Dataset entries:
━━━━━━━━━━

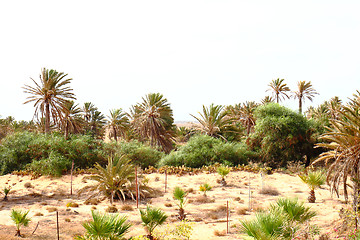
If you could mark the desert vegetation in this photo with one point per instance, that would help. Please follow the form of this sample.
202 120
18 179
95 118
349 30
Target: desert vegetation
116 157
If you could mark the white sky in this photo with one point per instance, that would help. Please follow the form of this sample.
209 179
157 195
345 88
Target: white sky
193 52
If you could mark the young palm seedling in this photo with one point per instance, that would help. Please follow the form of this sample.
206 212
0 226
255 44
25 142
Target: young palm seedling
20 218
180 195
6 192
204 188
151 218
314 179
107 226
223 171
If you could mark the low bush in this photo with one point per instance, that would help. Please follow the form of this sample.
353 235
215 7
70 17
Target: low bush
203 150
139 153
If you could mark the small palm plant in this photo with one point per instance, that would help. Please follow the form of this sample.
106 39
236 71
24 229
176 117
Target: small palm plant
223 171
204 188
151 218
180 195
6 192
314 179
20 218
105 227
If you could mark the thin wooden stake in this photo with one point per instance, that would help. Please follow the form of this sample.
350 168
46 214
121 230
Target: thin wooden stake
72 169
57 224
227 217
137 190
165 179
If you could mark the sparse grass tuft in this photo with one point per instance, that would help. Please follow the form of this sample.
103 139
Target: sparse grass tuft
126 207
111 209
267 190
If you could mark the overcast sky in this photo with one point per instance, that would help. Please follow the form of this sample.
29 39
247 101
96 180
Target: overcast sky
193 52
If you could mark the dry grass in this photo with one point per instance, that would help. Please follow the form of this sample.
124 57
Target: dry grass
111 209
241 211
204 199
126 207
219 233
51 209
267 190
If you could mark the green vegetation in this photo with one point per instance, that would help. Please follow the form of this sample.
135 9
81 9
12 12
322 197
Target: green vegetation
20 219
203 150
152 218
180 195
204 188
223 171
314 179
285 219
106 226
281 135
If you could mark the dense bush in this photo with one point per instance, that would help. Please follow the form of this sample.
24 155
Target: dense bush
281 135
49 153
205 150
139 153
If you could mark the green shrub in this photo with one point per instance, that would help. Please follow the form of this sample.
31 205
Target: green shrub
23 149
139 153
205 150
281 135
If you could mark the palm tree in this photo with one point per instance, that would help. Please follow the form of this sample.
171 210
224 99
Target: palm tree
279 89
71 120
214 120
20 218
343 142
118 122
314 179
152 218
266 100
105 227
50 95
115 179
223 171
153 120
180 195
305 90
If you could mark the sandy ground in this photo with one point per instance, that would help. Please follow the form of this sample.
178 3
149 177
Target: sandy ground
48 194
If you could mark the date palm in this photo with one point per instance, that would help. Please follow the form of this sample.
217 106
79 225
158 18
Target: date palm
279 89
214 120
118 123
71 120
153 121
343 144
305 90
50 95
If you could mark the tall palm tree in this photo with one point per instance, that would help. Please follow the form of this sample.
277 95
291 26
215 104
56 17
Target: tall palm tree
118 123
305 90
153 121
214 120
71 120
266 100
279 89
50 95
343 142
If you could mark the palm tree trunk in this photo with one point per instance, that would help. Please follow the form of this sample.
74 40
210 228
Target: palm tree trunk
47 117
115 133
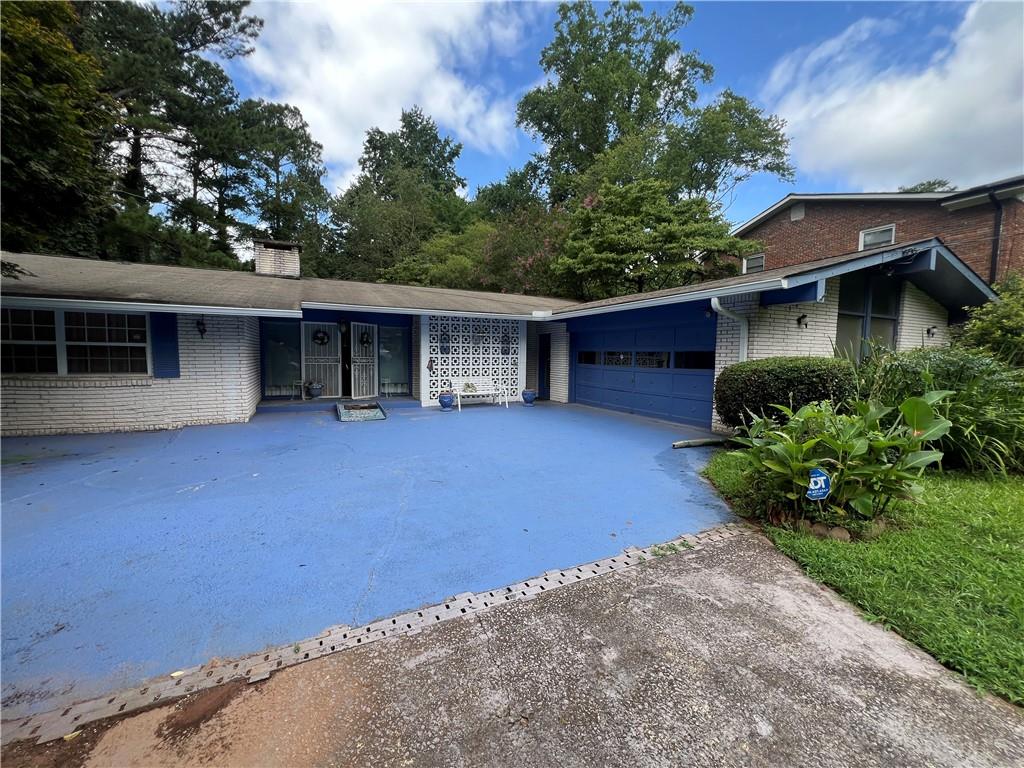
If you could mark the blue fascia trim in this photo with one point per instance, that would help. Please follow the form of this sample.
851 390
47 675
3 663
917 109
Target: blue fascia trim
964 269
864 262
805 294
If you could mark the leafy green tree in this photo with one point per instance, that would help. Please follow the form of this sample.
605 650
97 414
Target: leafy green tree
52 120
932 184
145 51
518 190
997 327
520 254
608 77
376 232
286 166
445 260
634 238
417 146
721 145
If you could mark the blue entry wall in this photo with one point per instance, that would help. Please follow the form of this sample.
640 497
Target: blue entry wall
334 315
681 391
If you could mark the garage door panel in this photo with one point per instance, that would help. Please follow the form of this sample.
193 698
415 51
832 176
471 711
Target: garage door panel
693 384
620 340
619 379
697 412
651 383
588 376
694 338
642 387
655 338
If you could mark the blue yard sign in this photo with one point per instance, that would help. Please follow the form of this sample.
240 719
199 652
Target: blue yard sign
819 486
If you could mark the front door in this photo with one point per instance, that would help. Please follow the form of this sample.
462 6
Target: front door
544 367
364 341
322 356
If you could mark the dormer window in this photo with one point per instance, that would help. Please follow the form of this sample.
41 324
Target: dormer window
754 263
879 236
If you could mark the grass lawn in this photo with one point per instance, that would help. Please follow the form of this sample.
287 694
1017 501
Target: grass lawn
948 576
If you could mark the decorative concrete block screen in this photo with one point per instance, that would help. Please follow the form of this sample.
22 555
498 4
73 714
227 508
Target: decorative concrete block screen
462 347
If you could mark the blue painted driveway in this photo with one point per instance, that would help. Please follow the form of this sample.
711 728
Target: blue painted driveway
132 555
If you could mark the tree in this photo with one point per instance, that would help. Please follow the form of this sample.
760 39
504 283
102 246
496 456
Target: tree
607 78
516 193
634 238
445 260
53 119
932 184
997 327
375 232
145 51
417 146
721 145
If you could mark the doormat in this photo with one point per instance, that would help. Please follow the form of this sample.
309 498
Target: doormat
360 412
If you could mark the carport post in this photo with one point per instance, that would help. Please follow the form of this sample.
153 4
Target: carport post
744 325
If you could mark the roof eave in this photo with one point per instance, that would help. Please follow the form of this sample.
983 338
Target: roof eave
47 302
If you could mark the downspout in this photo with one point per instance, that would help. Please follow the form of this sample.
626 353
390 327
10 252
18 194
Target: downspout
744 325
996 233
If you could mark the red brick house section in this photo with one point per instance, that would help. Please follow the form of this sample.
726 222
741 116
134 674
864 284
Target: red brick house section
832 227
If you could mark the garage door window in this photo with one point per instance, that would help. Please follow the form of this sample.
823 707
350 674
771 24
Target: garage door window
619 358
652 359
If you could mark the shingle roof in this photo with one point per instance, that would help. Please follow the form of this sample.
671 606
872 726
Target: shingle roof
90 280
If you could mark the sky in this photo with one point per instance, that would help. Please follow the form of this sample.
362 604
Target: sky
875 95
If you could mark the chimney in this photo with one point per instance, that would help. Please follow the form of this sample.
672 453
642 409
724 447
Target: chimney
276 257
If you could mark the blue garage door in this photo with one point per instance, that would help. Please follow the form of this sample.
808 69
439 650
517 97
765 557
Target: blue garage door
651 368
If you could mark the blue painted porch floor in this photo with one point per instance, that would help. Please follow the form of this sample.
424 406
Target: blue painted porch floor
132 555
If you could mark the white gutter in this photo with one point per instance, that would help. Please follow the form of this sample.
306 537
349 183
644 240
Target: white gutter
413 310
744 325
676 298
141 306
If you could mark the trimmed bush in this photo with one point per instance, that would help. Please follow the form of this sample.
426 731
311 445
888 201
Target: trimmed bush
986 409
757 385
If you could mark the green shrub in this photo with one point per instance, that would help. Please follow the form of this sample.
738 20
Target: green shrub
987 408
754 386
869 465
997 328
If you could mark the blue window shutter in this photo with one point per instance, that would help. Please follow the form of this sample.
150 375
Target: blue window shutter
164 330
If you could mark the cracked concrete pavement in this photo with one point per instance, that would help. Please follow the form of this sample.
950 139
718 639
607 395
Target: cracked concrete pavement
726 656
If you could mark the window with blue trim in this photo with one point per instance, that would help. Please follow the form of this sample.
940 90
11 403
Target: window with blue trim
54 342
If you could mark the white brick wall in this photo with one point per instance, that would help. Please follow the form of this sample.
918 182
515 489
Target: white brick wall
219 383
774 333
532 353
918 312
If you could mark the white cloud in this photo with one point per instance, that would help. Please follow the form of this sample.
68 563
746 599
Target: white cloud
354 66
961 117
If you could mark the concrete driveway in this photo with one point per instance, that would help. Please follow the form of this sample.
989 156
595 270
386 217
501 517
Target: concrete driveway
722 656
127 556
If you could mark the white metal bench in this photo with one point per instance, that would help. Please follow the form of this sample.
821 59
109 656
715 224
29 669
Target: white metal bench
477 386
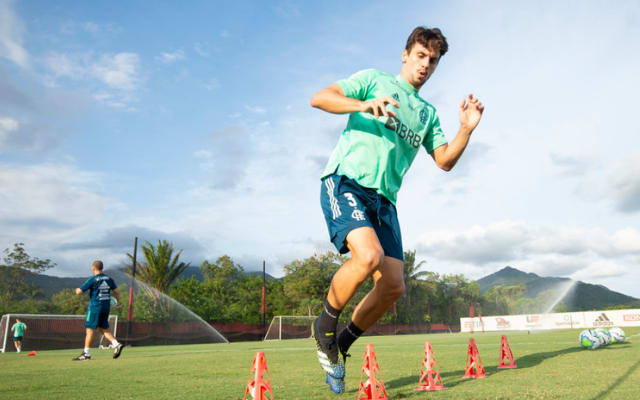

━━━━━━━━━━

_PROBLEM DETAILS_
Here the job is to repeat the entries verbatim while leaving all pictures out.

_RESPONSE AREA_
If you could mark the desert vegetation in this photo with one point per instance, that would help. Please follow the form of this sample.
202 120
18 179
95 118
349 30
Target: desert vegetation
116 157
If you could mark the white sky in this photo with one point per instance, that would help. Please follow the form of this sample.
209 179
157 195
345 88
Target: white sky
193 52
If you could mark the young palm seedling in this photo with one point per instance, that would help. Please follow the form of this sample.
206 212
0 226
255 44
25 142
Target: young palm seedling
20 218
180 195
6 192
204 188
151 218
314 179
107 226
223 171
If you could mark the low bush in this photo with one point per instance, that would help. Please follow the form of this sample.
353 235
215 7
70 17
Target: low bush
203 150
139 153
If you could mark the small palm plant in this photo with one point per instance, that would help. Please follow the form of this sample.
106 39
236 71
24 229
176 117
Target: small palm plant
223 171
204 188
151 218
180 195
6 192
314 179
20 218
105 227
If you could mark the thin wooden stake in this photo with one point per instance, that would help. Please follow the form of this sample.
350 168
46 214
121 230
Target: thin wooden stake
72 169
57 224
227 217
137 190
165 179
If you could mark the sparse grass tuft in this photo with one point per instance, that would help. Please follow the form of this sample.
103 139
Target: sparse grass tuft
126 207
111 209
267 190
If you could mark the overcast sky in this photo with one point per instance, that would help. Please follow the form of this sample.
29 39
247 101
96 180
Target: overcast sky
193 52
If you could mark the dry grass in this photo with one point per instance, that would help. Please follow the form of this sample.
124 57
Target: dry grass
111 209
241 211
204 199
126 207
219 233
51 209
267 190
If you could mark the green vegetation in this photo with one point per instance, that would help. Please follow the form of this sample.
135 9
81 9
12 12
322 197
Target: green vegetation
20 219
203 150
152 218
180 195
204 188
223 171
314 179
285 219
106 226
281 135
If you could mark the dense bush in this photo with one point per instance, that would help. Please follow the form of this sample.
24 155
Target: dense bush
281 135
49 153
205 150
139 153
If you could mark the green shrub in this photo with one point per instance, that would help. Please follow the form of this sample.
31 205
Target: green shrub
23 149
139 153
205 150
281 135
If you could mark the palm tree in this photo with one point per instance, that would help. Please follow the form of this sample.
171 210
224 99
Target: palm tree
279 89
71 120
214 120
20 218
343 142
118 122
314 179
152 218
266 100
105 227
50 95
115 179
223 171
153 120
180 195
305 90
If you could mark the sandy ground in this photo with one point per instance, that would help. Please follow the form of this sample.
178 3
149 177
Target: sandy ground
48 194
If you could mark the date palm in this photo with one point per instance, that would help. Please follow the form of this sample.
217 106
79 225
158 18
Target: date palm
279 89
214 120
118 123
71 120
153 121
343 144
305 90
50 95
If you could mark the tall palm tree in this photo with one point per instance, that would help. Please follow the form of this sample.
277 95
291 26
215 104
56 17
Target: tall palm tree
118 123
305 90
153 121
214 120
71 120
266 100
279 89
50 95
343 142
If you could mark the palm tree trunk in this photo with one point per instance, that would help. Please follow the form of this sample.
74 40
210 228
Target: palm tree trunk
47 117
115 133
If you could mark the blue fascia trim in this photo with one point per instance, that would help. Please follow the form of this sample.
851 390
47 675
3 663
917 109
Target: blue fascia trim
964 269
864 262
805 294
If you could mark the leafy green tree in this photo with one point per instance, that would help. Please follow the form of this sample.
605 650
97 414
Target: leafy green tree
52 120
932 184
145 51
518 190
997 327
520 254
608 77
376 232
286 166
445 260
634 238
417 146
721 145
If you could mark the blue entry wall in this photo with one point per instance, that would help. Please follow the form of this sample.
640 497
Target: blue entry wall
334 315
681 391
If you could mark the garage door panel in this photo with one point per instance, that would help. Please follow the form of this sample.
193 698
415 51
832 176
471 711
Target: garage door panel
693 384
620 340
619 379
697 412
651 383
588 376
694 338
642 387
655 338
If you could mark the blue yard sign in this photo with one point per instance, that would help. Please follow the form of this sample.
240 719
199 652
Target: blue yard sign
819 486
If you could mark the front door in this photo with one point per instance, that would help. Please follow the form of this sample.
462 6
Target: front door
544 367
364 341
322 356
If you could mark the dormer window in this photo with one point per instance, that would help. Please follow the form of this sample.
41 324
Target: dormer window
754 263
879 236
If you could mark the grass lawn in this photo with one point per instance, that would help. Please follow the form of this sample.
287 694
1017 501
Target: grass lawn
948 576
If you could mark the decorative concrete block screen in this photo with one point per instance, that would help. Please follow the form of this sample.
22 555
498 4
73 714
227 508
Target: decorative concrete block screen
462 347
If you could mark the blue painted driveway in this photo with one point per instance, that would help. Please follow the form of this sample.
711 728
Target: blue painted driveway
132 555
If you could mark the tree in this photo with one point per instance, that would help. Please follow the form of this sample.
760 39
504 283
102 246
496 456
Target: tree
607 78
516 193
634 238
445 260
53 119
932 184
997 327
375 232
145 51
417 146
721 145
If you could mark the doormat in this photo with one point per instance, that would help. Please follow the form of this sample.
309 498
Target: doormat
360 412
If you could mark the carport post in this photo with one point per instance, that would help. Please follow the form of this sample.
153 4
Target: carport post
744 325
If you could mark the roof eave in this photo with one point per instance, that would help. Please follow the form of this sample.
983 338
Target: roof eave
47 302
If you could mark the downspout in this photo with one point per instance, that would help. Please follow the form of this sample.
626 353
390 327
10 252
18 194
Target: downspout
744 325
996 233
If you could mark the red brick house section in this photo with one point per instance, that would help. Please follow the form of this sample.
726 222
741 116
134 674
864 284
Target: red brick house section
832 227
If you could mark the garage door window in this photo with one point per instance, that would help. Please follow the form of this sample.
823 707
350 674
771 24
Target: garage door window
619 358
652 359
If you could mark the shingle roof in this photo with one point per instance, that would help. Please follow the form of this sample.
671 606
872 726
Target: shingle roof
90 280
If you could mark the sky in this photo with one point per instance, that would help. Please follow the form of this sample.
362 604
Target: sky
875 95
If you could mark the chimney in this photo with one point per instance, that would help. Please follow the form of this sample.
672 453
642 409
724 447
Target: chimney
276 257
If you could mark the blue garage door in this photo with one point per instance, that would help. Please follow the form of this sample.
808 69
439 650
517 97
765 557
Target: blue garage door
651 368
If you could mark the blue painted porch floor in this photo with one point per instance, that would help. Please follow the form of this sample.
424 406
Target: blue painted porch floor
132 555
If you could mark the white gutter in this photo with one point per instance, that would help. Please follow the form of this sample.
306 537
349 183
644 240
Target: white gutter
413 310
744 325
676 298
141 306
If you could mark the trimmed bush in this photo with one point per instance, that would help. Please follow the form of this sample.
426 731
311 445
888 201
Target: trimmed bush
986 409
757 385
If you could mark the green shrub in this photo with one point per instance, that would help. Please follow the form of this sample.
738 20
Target: green shrub
987 408
754 386
869 465
997 328
If you could mark the blue window shutter in this photo with one point per instance, that would help. Please follow the form of this sample.
150 375
Target: blue window shutter
164 330
If you could mark the cracked concrete pavement in this photo with one point per instance, that would help. Please follow the form of this sample.
950 139
718 639
607 395
Target: cracked concrete pavement
726 656
If you could mark the window with blue trim in this photo with one point per instance, that would help. Please follow the form of this sample.
940 90
11 403
Target: window with blue trim
54 342
If you could mark the white brick wall in this photo with one point per instance, that would help. Please follow the form of this sample.
918 182
515 489
Target: white brick wall
219 383
774 333
532 353
918 312
If you could mark the white cloud in this photo with one point per instance, that would help. Please follow the form of this sample.
68 563
746 599
Target: white cloud
354 66
961 117
If you could mark the concrete driveway in this photo with one point per instance, that would help. Please follow the form of this sample.
989 156
595 270
386 217
501 517
Target: concrete driveway
722 656
127 556
If you could mark the white metal bench in this photo with one point per instance, that would help. Please follow the form of this sample.
821 59
109 656
715 224
29 669
Target: white metal bench
477 386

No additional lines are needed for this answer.